BEGIN Source information

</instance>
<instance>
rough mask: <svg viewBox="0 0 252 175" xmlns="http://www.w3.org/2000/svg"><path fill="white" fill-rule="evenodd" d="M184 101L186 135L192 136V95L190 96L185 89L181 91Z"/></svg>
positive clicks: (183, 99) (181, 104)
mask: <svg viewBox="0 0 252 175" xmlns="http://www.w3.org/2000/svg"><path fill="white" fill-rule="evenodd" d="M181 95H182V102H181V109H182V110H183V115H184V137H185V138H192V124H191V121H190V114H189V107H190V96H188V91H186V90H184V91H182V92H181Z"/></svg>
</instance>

END Source information

What you will do:
Word for word, reproduce every line of the data.

Solution:
</instance>
<instance>
rough mask: <svg viewBox="0 0 252 175" xmlns="http://www.w3.org/2000/svg"><path fill="white" fill-rule="evenodd" d="M184 101L186 135L192 136V95L190 96L185 89L181 91Z"/></svg>
positive clicks: (183, 99) (181, 104)
mask: <svg viewBox="0 0 252 175" xmlns="http://www.w3.org/2000/svg"><path fill="white" fill-rule="evenodd" d="M181 95H182V102H181V109H182V110H183V115H184V137H185V138H192V124H191V121H190V114H189V107H190V96H188V91H186V90H184V91H182V92H181Z"/></svg>
</instance>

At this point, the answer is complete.